====== Source extract
Monday, November 26, 2012

Back To The Future

I have been reading a lot lately about the importance of retention. Some one recently posted a blog about some incredible information coming from a person with the title "scientist" who is a vendor to the nonprofit sector. The scientist stressed how critical it is not to focus all your attention on acquisition of donors. A compelling case for today's market as it was equally compelling in 1975. The math is simple, we renew each year more than we acquire. Traditional fundraising of course not disaster relief efforts.

Wow Institute
There is a bunch of noise in the market about tools that will rescue us from our own ineptness and completely fix the very real retention issue demonstrated by the recent AFP Effective Fundraising Study. It reminds me of the hammer salesperson who sees the solution to every problem as another hammer. Great customer service is the by product of a mind set. It can not be manufactured with a tool. Putting the world's best scalpel in my hand will not make me a great surgeon. Today there are people talking about retention and providing advice that have never executed strategy that resulted in increased donor retention. Sort of Bernie Madoffs of philanthropy.

If you seriously want to wrap your head around impacting retention please know that it has nothing to do with tools.  It is driven by creating a culture of service and a good old fashion understanding of  exactly who the customer is you can't live without, and then making sure you keep them.  In 2001 I took my advancement team to Disney to learn about customer service because Disney had the highest repeat customer metrics of any industry. We could not learn about retention from the standard fundraising conferences available. In addition we could not embrace the current "best practice" metrics because these metrics have actually produced the dismal results in the recent AFP survey.

The above gaps led a group of us to create the wow institute over a decade ago, it was designed to put the donor at the center of the conversation.  Today The New Science Of Philanthropy delivers a set of metrics never before discussed in best practice circles but proves, in a linear manner,  there is a better set of questions that exists to build a sustainable fundraising initiative. It would be great to hear from any of the old Wow folks who experienced a week in the mountains of New Hampshire to let us know what their perspective on donor retention is now that their wow experience was a decade ago!
============
====== Data to examine
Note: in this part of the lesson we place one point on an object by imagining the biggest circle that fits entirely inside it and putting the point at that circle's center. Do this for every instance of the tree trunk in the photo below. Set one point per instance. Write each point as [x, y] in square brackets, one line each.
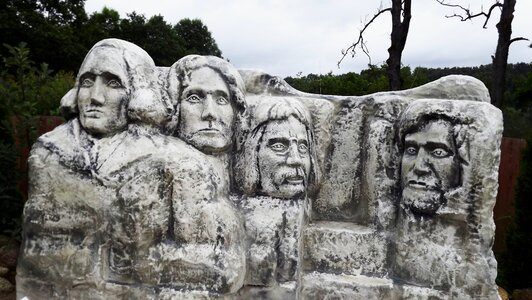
[500, 59]
[398, 37]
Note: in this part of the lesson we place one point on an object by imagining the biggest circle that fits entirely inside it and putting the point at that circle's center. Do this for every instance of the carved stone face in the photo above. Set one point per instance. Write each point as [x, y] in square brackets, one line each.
[102, 95]
[206, 113]
[428, 167]
[284, 159]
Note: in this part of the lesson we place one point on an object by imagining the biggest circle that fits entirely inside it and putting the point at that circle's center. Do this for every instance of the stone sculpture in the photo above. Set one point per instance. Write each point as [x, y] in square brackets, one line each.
[275, 171]
[200, 181]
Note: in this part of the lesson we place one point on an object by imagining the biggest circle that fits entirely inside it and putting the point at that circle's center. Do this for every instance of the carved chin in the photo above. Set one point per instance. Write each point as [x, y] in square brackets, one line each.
[422, 201]
[209, 142]
[284, 191]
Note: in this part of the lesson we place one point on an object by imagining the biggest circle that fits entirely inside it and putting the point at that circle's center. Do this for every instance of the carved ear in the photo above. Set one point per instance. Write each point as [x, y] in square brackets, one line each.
[69, 107]
[145, 106]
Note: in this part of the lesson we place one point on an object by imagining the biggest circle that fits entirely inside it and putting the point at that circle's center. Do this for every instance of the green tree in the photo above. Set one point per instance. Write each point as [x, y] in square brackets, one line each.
[101, 25]
[50, 27]
[197, 37]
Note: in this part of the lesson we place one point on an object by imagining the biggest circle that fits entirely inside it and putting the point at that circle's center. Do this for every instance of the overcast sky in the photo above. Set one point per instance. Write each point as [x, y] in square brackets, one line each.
[285, 37]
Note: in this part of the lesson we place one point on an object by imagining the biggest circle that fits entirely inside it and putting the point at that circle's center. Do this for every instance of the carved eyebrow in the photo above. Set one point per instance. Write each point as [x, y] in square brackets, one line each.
[409, 143]
[86, 75]
[110, 76]
[221, 93]
[278, 140]
[435, 145]
[302, 141]
[188, 92]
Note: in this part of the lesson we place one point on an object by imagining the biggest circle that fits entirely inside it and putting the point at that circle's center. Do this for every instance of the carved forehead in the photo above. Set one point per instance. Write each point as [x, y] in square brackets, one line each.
[207, 79]
[104, 59]
[434, 131]
[289, 128]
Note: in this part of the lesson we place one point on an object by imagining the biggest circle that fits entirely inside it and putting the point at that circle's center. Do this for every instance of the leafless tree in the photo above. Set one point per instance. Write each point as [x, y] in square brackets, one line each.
[504, 28]
[400, 11]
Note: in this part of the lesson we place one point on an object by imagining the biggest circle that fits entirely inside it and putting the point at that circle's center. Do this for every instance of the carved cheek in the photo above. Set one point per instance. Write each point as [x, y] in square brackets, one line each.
[445, 171]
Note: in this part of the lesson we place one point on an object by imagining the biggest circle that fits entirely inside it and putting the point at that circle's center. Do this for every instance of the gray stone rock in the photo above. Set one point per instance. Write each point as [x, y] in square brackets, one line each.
[198, 181]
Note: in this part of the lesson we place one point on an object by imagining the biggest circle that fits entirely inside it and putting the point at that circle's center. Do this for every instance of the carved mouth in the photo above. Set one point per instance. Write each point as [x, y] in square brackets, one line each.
[417, 184]
[93, 112]
[209, 130]
[296, 179]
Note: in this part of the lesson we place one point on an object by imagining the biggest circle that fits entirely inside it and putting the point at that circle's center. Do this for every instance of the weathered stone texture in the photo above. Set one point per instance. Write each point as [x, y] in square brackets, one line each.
[198, 181]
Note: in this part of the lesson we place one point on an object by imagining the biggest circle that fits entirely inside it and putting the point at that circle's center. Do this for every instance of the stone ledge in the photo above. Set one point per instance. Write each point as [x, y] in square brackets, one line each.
[342, 247]
[331, 286]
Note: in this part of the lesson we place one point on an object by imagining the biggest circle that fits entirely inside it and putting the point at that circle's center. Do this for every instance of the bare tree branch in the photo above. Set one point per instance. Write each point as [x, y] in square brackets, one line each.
[468, 14]
[518, 39]
[360, 42]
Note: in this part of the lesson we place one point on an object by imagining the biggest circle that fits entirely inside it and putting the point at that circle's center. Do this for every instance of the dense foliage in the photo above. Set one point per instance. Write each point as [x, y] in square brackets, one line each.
[514, 266]
[518, 103]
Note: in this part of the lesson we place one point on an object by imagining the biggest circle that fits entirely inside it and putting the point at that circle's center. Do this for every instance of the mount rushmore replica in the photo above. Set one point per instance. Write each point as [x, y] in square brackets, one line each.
[201, 181]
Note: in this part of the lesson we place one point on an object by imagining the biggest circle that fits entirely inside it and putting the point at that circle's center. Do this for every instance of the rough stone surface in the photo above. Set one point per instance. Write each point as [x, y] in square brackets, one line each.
[344, 248]
[198, 181]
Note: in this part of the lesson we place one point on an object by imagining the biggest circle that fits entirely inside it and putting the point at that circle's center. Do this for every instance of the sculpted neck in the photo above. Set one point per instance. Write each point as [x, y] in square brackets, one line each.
[221, 163]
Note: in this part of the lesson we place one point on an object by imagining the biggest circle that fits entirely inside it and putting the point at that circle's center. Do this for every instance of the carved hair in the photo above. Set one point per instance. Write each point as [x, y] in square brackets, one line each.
[246, 167]
[144, 100]
[179, 78]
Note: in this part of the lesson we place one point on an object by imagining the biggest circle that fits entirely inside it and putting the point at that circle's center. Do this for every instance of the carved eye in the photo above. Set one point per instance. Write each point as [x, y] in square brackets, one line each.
[87, 82]
[113, 83]
[439, 152]
[194, 98]
[222, 101]
[278, 147]
[411, 151]
[302, 148]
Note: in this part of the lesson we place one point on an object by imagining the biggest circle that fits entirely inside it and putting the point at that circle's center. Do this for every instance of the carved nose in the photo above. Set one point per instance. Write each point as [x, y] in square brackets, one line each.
[421, 165]
[294, 158]
[208, 112]
[97, 92]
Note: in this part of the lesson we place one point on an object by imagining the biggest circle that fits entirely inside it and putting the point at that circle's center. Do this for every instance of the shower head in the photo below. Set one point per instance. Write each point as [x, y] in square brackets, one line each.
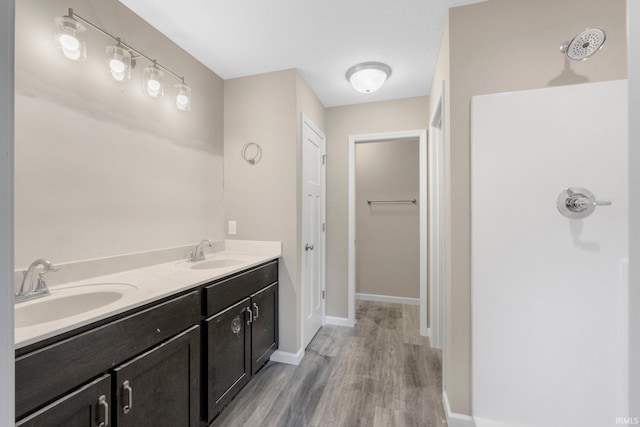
[584, 45]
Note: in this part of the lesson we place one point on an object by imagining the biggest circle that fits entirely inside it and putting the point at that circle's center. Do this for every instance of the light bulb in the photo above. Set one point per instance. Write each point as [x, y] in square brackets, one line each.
[119, 62]
[153, 85]
[152, 81]
[117, 66]
[70, 38]
[69, 42]
[182, 100]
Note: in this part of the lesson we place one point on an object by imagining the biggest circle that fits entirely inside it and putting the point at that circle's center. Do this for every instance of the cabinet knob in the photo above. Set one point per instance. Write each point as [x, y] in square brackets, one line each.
[103, 416]
[128, 399]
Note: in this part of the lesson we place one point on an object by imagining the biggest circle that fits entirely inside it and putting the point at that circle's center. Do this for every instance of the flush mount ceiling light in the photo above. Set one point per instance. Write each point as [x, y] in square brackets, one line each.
[121, 58]
[368, 77]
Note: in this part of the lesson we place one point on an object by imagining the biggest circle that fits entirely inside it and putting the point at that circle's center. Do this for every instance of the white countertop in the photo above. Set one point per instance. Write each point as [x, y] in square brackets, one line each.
[148, 284]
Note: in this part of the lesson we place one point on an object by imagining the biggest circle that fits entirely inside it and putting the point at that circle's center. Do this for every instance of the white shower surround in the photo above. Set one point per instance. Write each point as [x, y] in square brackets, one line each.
[549, 294]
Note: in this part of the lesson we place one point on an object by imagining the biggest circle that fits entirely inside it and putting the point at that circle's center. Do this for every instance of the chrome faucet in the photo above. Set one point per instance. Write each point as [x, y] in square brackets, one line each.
[197, 254]
[27, 289]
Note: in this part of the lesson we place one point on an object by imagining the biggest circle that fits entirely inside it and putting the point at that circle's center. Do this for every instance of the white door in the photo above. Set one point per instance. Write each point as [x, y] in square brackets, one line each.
[313, 142]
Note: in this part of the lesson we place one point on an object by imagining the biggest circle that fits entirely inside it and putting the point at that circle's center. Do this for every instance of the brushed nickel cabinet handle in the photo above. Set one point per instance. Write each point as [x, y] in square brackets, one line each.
[103, 418]
[128, 402]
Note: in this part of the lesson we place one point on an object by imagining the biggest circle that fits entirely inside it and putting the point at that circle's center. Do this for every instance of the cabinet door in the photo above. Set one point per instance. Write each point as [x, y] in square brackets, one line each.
[264, 329]
[161, 387]
[86, 407]
[228, 355]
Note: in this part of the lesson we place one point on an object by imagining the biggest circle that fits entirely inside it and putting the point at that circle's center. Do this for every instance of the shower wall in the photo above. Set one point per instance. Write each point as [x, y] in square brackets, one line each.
[549, 294]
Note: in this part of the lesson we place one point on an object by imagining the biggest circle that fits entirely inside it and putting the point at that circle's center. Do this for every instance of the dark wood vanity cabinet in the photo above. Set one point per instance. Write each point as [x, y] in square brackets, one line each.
[175, 363]
[160, 387]
[264, 328]
[150, 358]
[228, 336]
[87, 406]
[241, 332]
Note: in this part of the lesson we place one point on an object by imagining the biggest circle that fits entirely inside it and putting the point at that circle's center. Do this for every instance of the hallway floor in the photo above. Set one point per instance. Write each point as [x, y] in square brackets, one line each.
[380, 373]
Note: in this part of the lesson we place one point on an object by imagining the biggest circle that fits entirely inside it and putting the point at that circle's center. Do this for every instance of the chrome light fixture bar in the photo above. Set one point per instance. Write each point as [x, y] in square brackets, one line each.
[121, 58]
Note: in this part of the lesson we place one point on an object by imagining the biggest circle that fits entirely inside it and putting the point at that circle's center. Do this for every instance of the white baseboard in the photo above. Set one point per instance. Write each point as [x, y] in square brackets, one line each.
[453, 419]
[387, 298]
[339, 321]
[288, 358]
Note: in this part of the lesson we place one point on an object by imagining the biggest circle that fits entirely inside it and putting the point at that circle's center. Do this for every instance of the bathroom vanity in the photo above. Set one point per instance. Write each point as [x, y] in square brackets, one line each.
[174, 361]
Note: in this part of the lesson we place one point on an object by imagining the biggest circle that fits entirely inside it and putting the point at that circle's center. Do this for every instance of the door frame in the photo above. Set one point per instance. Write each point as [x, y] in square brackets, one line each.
[421, 135]
[437, 219]
[304, 119]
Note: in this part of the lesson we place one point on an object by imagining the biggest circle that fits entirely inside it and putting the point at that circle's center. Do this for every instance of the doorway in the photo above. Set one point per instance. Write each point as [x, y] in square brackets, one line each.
[437, 251]
[313, 229]
[421, 202]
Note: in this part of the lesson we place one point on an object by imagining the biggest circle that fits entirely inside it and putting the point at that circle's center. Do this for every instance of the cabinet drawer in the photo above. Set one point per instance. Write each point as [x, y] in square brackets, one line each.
[47, 373]
[227, 292]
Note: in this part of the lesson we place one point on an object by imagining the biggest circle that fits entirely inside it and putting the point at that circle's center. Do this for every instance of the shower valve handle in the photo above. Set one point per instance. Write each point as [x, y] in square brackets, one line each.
[578, 203]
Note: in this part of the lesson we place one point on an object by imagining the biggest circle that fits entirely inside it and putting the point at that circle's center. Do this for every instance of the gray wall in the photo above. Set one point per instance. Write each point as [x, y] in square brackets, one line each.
[112, 170]
[387, 248]
[485, 54]
[375, 117]
[7, 388]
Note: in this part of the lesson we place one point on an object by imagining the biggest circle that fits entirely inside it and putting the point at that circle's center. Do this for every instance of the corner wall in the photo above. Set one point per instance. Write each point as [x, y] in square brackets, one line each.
[500, 46]
[112, 170]
[633, 19]
[341, 122]
[7, 355]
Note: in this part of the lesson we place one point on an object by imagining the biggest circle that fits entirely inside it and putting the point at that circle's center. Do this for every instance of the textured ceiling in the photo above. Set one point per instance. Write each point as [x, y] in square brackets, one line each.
[321, 38]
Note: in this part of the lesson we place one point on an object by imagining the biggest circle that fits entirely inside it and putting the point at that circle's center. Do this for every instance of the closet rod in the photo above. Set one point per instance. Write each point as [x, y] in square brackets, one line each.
[392, 201]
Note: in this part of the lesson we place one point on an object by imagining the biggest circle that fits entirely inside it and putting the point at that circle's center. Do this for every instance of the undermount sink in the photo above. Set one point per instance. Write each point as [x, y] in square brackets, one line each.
[69, 301]
[217, 263]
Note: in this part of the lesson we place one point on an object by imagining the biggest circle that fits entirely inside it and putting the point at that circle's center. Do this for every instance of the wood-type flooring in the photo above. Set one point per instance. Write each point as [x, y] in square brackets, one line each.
[381, 373]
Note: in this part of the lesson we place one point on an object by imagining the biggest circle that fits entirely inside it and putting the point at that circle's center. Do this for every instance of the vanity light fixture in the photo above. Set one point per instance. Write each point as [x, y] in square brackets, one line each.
[368, 77]
[121, 58]
[70, 37]
[119, 62]
[153, 81]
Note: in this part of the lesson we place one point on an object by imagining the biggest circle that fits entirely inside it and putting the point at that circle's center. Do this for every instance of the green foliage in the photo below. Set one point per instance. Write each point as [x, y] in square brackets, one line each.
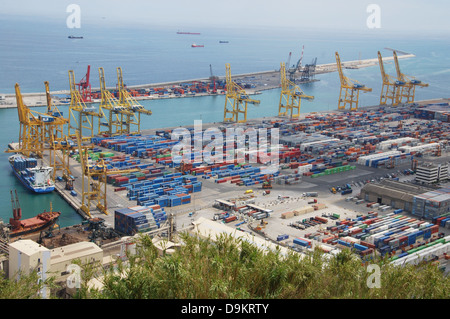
[27, 286]
[234, 268]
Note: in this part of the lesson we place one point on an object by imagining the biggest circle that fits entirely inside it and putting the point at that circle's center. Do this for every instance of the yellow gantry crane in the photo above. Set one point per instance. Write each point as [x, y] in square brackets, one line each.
[31, 130]
[237, 99]
[94, 181]
[391, 88]
[116, 111]
[55, 140]
[81, 116]
[290, 97]
[349, 94]
[132, 105]
[408, 90]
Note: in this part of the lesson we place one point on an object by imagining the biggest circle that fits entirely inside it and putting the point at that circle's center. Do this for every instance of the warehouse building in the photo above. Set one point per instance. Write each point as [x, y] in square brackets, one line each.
[429, 173]
[26, 256]
[432, 204]
[395, 194]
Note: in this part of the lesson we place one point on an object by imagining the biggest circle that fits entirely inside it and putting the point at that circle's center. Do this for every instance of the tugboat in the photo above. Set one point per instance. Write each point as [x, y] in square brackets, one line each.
[31, 225]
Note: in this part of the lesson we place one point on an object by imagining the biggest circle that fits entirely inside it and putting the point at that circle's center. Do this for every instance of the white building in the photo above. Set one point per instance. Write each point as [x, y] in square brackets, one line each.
[429, 173]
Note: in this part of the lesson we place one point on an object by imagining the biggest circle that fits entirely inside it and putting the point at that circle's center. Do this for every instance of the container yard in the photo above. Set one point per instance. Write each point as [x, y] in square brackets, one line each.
[341, 180]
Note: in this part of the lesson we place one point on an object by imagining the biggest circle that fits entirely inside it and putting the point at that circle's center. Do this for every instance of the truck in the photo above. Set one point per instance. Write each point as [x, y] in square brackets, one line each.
[310, 194]
[346, 191]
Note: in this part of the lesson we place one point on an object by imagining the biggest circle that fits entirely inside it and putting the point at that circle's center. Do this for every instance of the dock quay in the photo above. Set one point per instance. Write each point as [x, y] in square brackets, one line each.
[301, 211]
[261, 81]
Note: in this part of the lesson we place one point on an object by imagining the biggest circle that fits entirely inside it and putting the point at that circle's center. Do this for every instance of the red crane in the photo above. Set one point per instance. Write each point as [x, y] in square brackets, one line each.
[85, 87]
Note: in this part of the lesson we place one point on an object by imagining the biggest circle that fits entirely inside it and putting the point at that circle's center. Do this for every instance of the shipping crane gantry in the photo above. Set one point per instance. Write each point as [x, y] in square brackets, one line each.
[290, 97]
[84, 87]
[117, 113]
[81, 116]
[94, 181]
[57, 142]
[390, 87]
[237, 99]
[134, 108]
[410, 83]
[349, 93]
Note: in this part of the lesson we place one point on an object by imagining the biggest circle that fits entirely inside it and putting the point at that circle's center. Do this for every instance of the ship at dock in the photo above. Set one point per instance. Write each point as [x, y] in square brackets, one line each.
[18, 227]
[36, 179]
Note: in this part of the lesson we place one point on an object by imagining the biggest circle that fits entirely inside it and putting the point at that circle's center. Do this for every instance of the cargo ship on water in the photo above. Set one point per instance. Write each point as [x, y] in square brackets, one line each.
[195, 33]
[34, 178]
[29, 226]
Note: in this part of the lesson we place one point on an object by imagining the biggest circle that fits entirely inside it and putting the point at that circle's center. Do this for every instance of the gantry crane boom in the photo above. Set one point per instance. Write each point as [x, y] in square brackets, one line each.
[290, 97]
[408, 90]
[349, 93]
[55, 140]
[81, 116]
[213, 79]
[237, 98]
[84, 87]
[390, 87]
[134, 108]
[116, 110]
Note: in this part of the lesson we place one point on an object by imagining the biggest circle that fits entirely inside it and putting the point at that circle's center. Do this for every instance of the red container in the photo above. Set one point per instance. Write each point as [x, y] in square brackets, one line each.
[230, 219]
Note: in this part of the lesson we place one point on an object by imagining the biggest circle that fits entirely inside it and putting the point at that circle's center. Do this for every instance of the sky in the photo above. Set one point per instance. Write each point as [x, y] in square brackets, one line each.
[394, 16]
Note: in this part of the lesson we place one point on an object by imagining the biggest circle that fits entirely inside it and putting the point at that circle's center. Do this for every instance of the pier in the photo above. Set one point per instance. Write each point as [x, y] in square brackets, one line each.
[266, 80]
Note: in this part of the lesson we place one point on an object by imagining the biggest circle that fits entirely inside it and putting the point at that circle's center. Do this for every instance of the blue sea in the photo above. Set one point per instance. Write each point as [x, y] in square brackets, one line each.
[35, 50]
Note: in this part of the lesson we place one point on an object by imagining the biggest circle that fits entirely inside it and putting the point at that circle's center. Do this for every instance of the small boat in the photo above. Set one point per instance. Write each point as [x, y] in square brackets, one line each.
[31, 225]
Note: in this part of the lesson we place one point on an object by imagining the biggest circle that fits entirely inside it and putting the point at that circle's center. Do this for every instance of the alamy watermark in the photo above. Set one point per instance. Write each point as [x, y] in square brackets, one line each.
[374, 19]
[374, 279]
[74, 279]
[238, 145]
[73, 21]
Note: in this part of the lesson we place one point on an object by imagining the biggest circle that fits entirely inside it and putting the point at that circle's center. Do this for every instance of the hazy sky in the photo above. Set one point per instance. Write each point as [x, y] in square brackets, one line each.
[397, 15]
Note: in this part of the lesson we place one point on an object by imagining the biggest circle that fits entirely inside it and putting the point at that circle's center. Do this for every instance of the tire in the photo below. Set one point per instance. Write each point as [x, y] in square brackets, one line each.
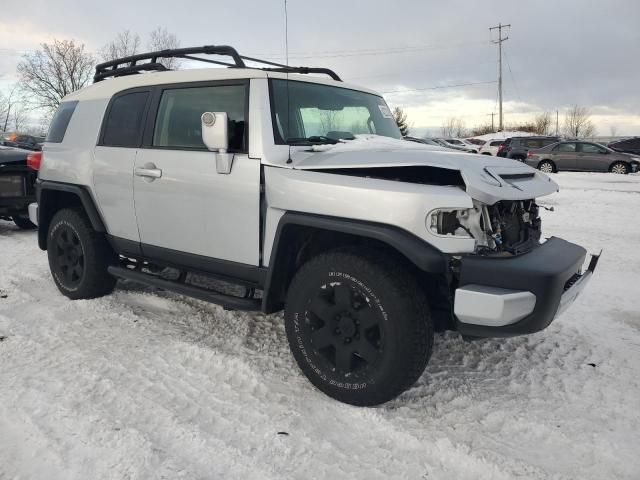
[23, 223]
[358, 326]
[547, 166]
[78, 256]
[620, 168]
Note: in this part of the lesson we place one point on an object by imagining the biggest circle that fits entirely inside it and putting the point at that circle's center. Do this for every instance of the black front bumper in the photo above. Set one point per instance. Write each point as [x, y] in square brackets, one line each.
[549, 271]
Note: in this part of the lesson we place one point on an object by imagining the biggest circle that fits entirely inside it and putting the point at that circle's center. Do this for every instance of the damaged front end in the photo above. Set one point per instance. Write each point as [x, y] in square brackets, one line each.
[508, 227]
============
• [Work to be completed]:
Please answer these from the blog post on donor retention:
(a) Which study does the post cite as demonstrating the retention issue?
(b) In what year did the writer take the advancement team to Disney?
(c) Where did the old Wow folks spend a week?

• [Result of the exercise]:
(a) The recent AFP Effective Fundraising Study.
(b) 2001.
(c) In the mountains of New Hampshire.